=== TEXT PASSAGE ===
######

But take-up of this scheme has so far been patchy. Wolfram Walter, chief executive of German residential battery system maker ASD Sonnenspeicher, estimates only around 5% of his customers purchased storage through the scheme as it is too complicated for most potential beneficiaries to understand.
On the other hand, Markus Hoehner, analyst and co-chair of umbrella body the International Battery and Energy Storage Alliance (IBESA), believes that support schemes can serve a useful function just by raising awareness of the subject.
“If we look at Germany, the introduction of a government support scheme for PV battery systems has drawn attention on the topic from the end-customer side. The importance for market growth is much smaller than the impetus exercised by feed-in tariffs on the solar PV market but we have a lot of lessons learned here as well.
“The support scheme established in Germany is quite complicated to apply for, there is no run on that support scheme and market intermediaries will even tell you that a lot of investors are not taking [up] this support scheme - but they invest nevertheless.”
Similar subsidies exist for Japanese residential PV system owners purchasing Li-ion storage solutions, while California also offers subsidies for energy storage systems of up to 3MW in size. It remains to be seen how successful these schemes will be and whether such programmes might be introduced in other territories.
At the larger scale, two of the highest profile examples of a binding regulatory framework for energy storage have been launched in California, where a general procurement target is set for utilities, and Puerto Rico, where since 1 January this year developers of large-scale solar are required to install a certain proportion of energy storage at each project.
California's mandate, issued in the summer of 2013, states that utilities must put 1.35GW of storage onto the grid by 2024, of which 200MW must be procured in 2014, which in practice means this year activity will be restricted largely to acquiring projects and paperwork, according to Abigail Ward of IHS.

######

=== DO THIS ===
Retype the part of the energy storage text between "At the larger" and "at each project.", inclusive. These items have nothing to do with the text on energy storage support schemes.

=== Stored records ===
######

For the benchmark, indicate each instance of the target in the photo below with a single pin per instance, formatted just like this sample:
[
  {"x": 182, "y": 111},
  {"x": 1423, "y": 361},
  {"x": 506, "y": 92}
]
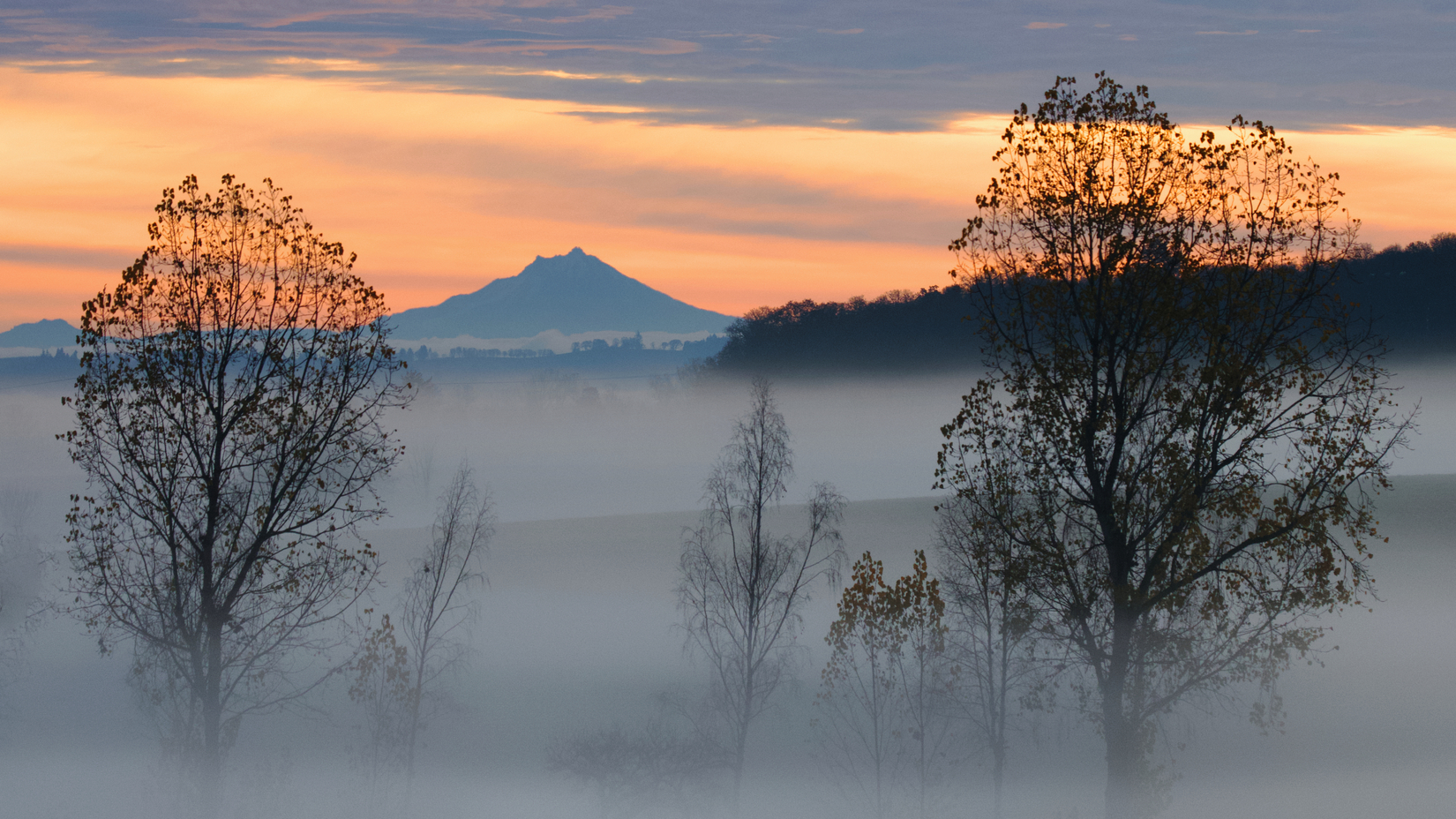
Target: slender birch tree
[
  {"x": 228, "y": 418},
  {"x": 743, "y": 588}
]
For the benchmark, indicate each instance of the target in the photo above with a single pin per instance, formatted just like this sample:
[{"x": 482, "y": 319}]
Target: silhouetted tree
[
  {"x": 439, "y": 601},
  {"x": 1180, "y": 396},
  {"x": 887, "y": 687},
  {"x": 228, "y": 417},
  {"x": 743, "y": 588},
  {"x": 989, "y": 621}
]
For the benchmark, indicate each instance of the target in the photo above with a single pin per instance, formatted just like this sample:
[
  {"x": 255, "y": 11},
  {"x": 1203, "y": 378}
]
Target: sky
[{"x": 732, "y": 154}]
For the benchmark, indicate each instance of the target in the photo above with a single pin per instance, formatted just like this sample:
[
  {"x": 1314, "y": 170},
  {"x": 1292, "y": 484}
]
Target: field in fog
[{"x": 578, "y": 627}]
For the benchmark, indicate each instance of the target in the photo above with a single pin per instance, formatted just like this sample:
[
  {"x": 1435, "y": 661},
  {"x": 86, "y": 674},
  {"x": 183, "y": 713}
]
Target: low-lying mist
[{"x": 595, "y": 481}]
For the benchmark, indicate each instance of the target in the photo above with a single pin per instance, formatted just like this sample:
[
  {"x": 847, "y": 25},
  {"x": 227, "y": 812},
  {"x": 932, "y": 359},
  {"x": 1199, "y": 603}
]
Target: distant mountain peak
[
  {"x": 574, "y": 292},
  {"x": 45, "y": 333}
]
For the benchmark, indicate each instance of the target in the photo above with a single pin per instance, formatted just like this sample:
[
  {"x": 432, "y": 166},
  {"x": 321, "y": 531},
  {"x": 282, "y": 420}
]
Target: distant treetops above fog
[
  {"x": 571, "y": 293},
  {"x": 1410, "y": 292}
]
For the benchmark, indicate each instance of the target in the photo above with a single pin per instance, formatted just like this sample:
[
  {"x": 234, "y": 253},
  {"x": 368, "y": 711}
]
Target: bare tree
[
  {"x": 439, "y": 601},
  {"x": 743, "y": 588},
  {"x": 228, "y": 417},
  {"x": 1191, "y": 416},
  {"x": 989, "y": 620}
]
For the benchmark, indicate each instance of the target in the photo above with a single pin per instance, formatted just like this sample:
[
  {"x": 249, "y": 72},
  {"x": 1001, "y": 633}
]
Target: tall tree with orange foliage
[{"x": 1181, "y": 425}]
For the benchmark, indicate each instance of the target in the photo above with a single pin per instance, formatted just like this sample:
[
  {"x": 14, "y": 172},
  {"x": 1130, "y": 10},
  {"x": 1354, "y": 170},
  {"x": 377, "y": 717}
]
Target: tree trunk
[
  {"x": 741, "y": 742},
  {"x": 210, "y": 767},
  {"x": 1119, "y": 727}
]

######

=== SOLUTION ===
At the larger scale, two of the highest profile examples of a binding regulatory framework for energy storage have been launched in California, where a general procurement target is set for utilities, and Puerto Rico, where since 1 January this year developers of large-scale solar are required to install a certain proportion of energy storage at each project.